Polecenie A: Wypisz wszystkie zarzuty wymienione w tym zdaniu tekstu o wyborach w Gruzji, które zaczyna się od słów „Zarzuty o oszustwa”.
Polecenie B: Dopisz dalszy ciąg tekstu o wyborach w Gruzji, zaczynając bezpośrednio po jego ostatnim zdaniu.

Wybrany fragment:
::::
Kto wpływa na demokrację Gruzji i innych krajów?
W ostatnich latach problem ingerencji w wewnętrzne sprawy suwerennych państw stał się jednym z kluczowych zagrożeń dla demokracji i stabilności politycznej na całym świecie. Kraje dążące do zachowania swojej niezależności i wzmocnienia instytucji demokratycznych często spotykają się z zewnętrznymi próbami podważenia tych procesów. Interwencje te dotyczą nie tylko przestrzeni poradzieckiej, ale także regionów takich jak Europa i Stany Zjednoczone, gdzie wpływ na wybory przybiera coraz bardziej ukryte i złożone formy.
Wybory parlamentarne w Gruzji, które odbyły się 26 października 2024 r., były doskonałym przykładem tego, jak wpływy zewnętrzne mogą manipulować procesami wyborczymi i osłabiać instytucje demokratyczne. Zarzuty o oszustwa, wywieranie presji na wyborców i wykorzystywanie zasobów państwowych do manipulowania wynikami pokazały, jak bardzo kraje są podatne na takie interwencje.
Wybory w Gruzji wywołały falę protestów i oskarżeń o oszustwa. Prezydent Gruzji Salome Zurabiszwili powiedziała, że wyniki wyborów, w których rządząca partia Gruzińskie Marzenie zdobyła około 54% głosów, zostały „całkowicie sfałszowane”. Podkreśliła, że uznanie wyników tych wyborów jest równoznaczne z uznaniem politycznego podporządkowania Gruzji Rosji. Podkreśla to powagę problemu rosyjskich wpływów w kraju, który dąży do niepodległości i integracji z Zachodem.
Partie opozycyjne zarzucają również liczne naruszenia, takie jak kupowanie głosów i wywieranie presji na obywateli. Wielu uważa, że działania te miały miejsce przy wsparciu Rosji, która dąży do utrzymania i wzmocnienia swoich wpływów w Gruzji, ważnym państwie strategicznym na Kaukazie Południowym. Zurabiszwili wezwał Gruzinów do protestów, podkreślając, że Gruzja nie powinna poddawać się rosyjskim wpływom.
::::
Fragmenty danych:
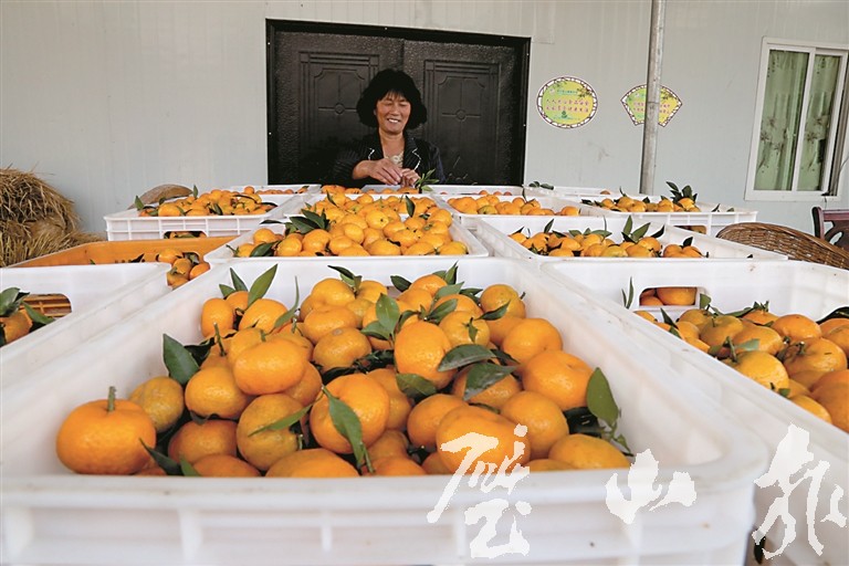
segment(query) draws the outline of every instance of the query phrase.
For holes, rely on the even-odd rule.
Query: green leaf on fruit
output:
[[[200,369],[191,352],[167,334],[163,334],[163,359],[168,375],[180,385],[188,384],[191,376]]]

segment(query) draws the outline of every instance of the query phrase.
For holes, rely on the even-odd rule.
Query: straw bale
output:
[[[32,172],[0,169],[0,219],[36,222],[50,219],[66,231],[80,226],[73,201]]]

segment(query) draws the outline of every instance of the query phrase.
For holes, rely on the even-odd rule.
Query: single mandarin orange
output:
[[[474,392],[467,389],[469,371],[465,368],[460,371],[451,384],[451,395],[473,405],[485,405],[494,409],[501,409],[507,400],[522,390],[522,384],[513,375],[507,374],[485,389]]]
[[[501,344],[501,349],[520,364],[520,375],[524,371],[524,365],[537,354],[562,348],[560,332],[545,318],[522,318]]]
[[[186,384],[186,407],[198,417],[235,420],[249,402],[229,367],[202,368]]]
[[[192,464],[202,478],[259,478],[260,471],[244,460],[229,454],[205,455]]]
[[[251,304],[239,321],[239,329],[256,327],[265,333],[274,329],[277,318],[286,314],[289,308],[273,298],[258,298]]]
[[[527,427],[531,459],[544,459],[552,446],[569,433],[569,423],[552,399],[536,391],[520,391],[504,403],[501,416]]]
[[[350,367],[371,354],[368,337],[355,327],[335,328],[315,344],[313,361],[323,370]]]
[[[147,465],[145,446],[156,446],[156,428],[145,410],[133,401],[106,399],[73,409],[56,434],[56,455],[70,470],[84,474],[128,475]]]
[[[242,411],[235,428],[239,453],[251,465],[265,471],[284,455],[297,450],[297,436],[292,427],[269,428],[295,415],[303,406],[285,394],[261,395]]]
[[[168,442],[168,458],[195,463],[208,454],[235,455],[235,422],[209,419],[184,423]]]
[[[576,470],[628,468],[630,462],[607,440],[588,434],[567,434],[557,440],[548,458],[572,465]]]
[[[416,403],[407,418],[410,443],[416,448],[436,450],[437,427],[442,418],[453,409],[468,405],[462,398],[448,394],[434,394]]]
[[[819,338],[822,331],[813,318],[804,314],[785,314],[773,321],[773,329],[790,342]]]
[[[380,384],[389,395],[389,419],[386,421],[386,428],[390,430],[405,430],[407,428],[407,418],[412,410],[412,402],[398,387],[395,368],[373,369],[366,375]]]
[[[182,386],[170,376],[147,379],[133,390],[129,400],[150,417],[157,433],[174,427],[186,408]]]
[[[358,478],[357,469],[324,448],[297,450],[277,460],[265,478]]]
[[[527,360],[522,385],[553,400],[562,411],[587,405],[587,385],[593,368],[562,349],[542,352]]]
[[[480,407],[458,407],[437,427],[437,451],[446,468],[460,470],[467,455],[472,457],[463,473],[472,473],[479,462],[494,469],[507,462],[505,471],[531,459],[531,450],[521,424]],[[469,453],[470,451],[471,454]]]
[[[348,374],[331,381],[327,391],[357,416],[366,447],[380,438],[389,420],[389,394],[384,386],[365,374]],[[319,396],[310,411],[310,429],[323,448],[339,454],[353,452],[348,439],[333,423],[331,402],[326,395]]]
[[[438,369],[451,349],[451,342],[438,325],[415,321],[405,325],[395,337],[395,367],[400,374],[417,374],[442,389],[457,373]]]
[[[248,395],[285,391],[304,375],[301,348],[287,340],[262,342],[233,361],[235,385]]]

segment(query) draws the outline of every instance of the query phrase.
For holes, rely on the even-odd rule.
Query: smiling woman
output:
[[[431,178],[444,182],[439,148],[409,133],[428,120],[421,94],[409,75],[389,69],[377,73],[363,91],[357,114],[377,132],[339,150],[331,182],[412,186],[430,171]]]

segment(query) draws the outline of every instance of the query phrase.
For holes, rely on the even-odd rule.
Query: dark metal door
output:
[[[359,95],[381,69],[416,81],[448,182],[522,182],[528,40],[269,21],[269,182],[324,182],[339,144],[359,138]]]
::::
Odpowiedź pisemna A:
- oszustwa
- wywieranie presji na wyborców
- wykorzystywanie zasobów państwowych do manipulowania wynikami

Odpowiedź pisemna B:
Gruzja nie jest jedynym przykładem rosyjskiej ingerencji w procesy demokratyczne. Rosja od wielu lat aktywnie ingeruje w wybory na obszarze postsowieckim, próbując utrzymać swoje dominujące wpływy w tych krajach.
Ingerencja Rosji w wybory na Ukrainie pozostaje jedną z najwyraźniejszych prób wpływania przez Moskwę na procesy demokratyczne w suwerennych państwach. Szczególną uwagę przyciągnęły wybory na terytoriach tymczasowo okupowanych przez Rosję, takich jak Krym, Donieck, Ługańsk, Chersoń i Zaporoże. W 2014 roku Rosja przeprowadziła nielegalne wybory na Krymie, co było pierwszym przykładem wykorzystania przez Rosję wyborów do legitymizacji swojej obecności na okupowanych terytoriach. Wybory te odbyły się pod kontrolą rosyjskiego wojska, przy użyciu gróźb i nacisków na lokalnych mieszkańców, co całkowicie podważyło legalność tego procesu.
Na okupowanych terytoriach Ukrainy, w tym w niedawnych tak zwanych „referendach” w latach 2023-2024, Rosja kontynuowała tę taktykę.
Głosowanie odbywało się na muszce, przy użyciu szantażu i przemocy. Mieszkańcy okupowanych regionów stanęli w obliczu gróźb i przymusu, co naruszyło podstawowe zasady wolnych i uczciwych wyborów.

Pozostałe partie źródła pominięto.